### REQUIRED WORK
Output exactly the line that includes "Where can the trash" and all the lines after it through the end of the listing below, and nothing more.

[Start of section]

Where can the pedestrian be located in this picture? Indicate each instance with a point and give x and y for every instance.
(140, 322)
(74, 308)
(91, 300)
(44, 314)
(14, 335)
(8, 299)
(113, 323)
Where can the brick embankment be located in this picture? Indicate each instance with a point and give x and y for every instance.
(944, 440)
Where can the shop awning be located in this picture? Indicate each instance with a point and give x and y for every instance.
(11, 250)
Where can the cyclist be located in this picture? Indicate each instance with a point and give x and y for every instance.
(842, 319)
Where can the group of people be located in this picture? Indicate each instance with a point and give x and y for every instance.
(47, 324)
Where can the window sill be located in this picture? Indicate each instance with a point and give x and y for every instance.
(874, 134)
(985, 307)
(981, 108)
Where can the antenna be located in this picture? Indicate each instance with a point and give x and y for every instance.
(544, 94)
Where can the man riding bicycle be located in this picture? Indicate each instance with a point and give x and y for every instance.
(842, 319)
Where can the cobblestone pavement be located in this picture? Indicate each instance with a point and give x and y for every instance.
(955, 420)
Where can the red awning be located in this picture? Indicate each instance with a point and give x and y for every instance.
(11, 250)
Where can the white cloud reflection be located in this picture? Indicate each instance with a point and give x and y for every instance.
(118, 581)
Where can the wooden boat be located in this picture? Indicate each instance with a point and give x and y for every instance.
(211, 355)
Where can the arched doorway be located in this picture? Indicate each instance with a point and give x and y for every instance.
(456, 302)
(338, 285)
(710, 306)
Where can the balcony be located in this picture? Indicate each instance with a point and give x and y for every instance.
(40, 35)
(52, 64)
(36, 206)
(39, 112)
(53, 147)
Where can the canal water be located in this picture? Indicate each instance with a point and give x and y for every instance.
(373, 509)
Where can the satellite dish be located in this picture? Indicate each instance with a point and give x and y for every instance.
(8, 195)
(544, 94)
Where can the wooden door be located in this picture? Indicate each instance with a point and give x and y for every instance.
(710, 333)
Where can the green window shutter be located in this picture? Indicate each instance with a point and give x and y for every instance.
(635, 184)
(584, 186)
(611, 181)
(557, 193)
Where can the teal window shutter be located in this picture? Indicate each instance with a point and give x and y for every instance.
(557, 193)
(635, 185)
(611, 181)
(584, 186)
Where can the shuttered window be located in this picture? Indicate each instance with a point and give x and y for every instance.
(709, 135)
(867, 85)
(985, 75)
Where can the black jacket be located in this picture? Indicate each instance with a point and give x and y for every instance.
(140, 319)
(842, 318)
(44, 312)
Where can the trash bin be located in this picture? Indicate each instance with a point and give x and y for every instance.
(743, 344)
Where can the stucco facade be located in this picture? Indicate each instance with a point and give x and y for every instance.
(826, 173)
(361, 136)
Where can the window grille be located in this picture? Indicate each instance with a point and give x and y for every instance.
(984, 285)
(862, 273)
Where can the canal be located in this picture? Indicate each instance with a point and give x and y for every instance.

[End of section]

### TASK ANSWER
Where can the trash bin be located in this picture? Indicate each instance with a point and give x and y for every instance.
(743, 344)
Where can the stucco facade be located in this picture? Indicate each instance with a point and give x and y for every instance.
(826, 173)
(361, 136)
Where can the window grille be located in this picture? Indicate each instance with a point and give x and y for every instance.
(984, 285)
(862, 273)
Where can the canal be located in this picture? Indicate each instance with a point and give x and y for every instance.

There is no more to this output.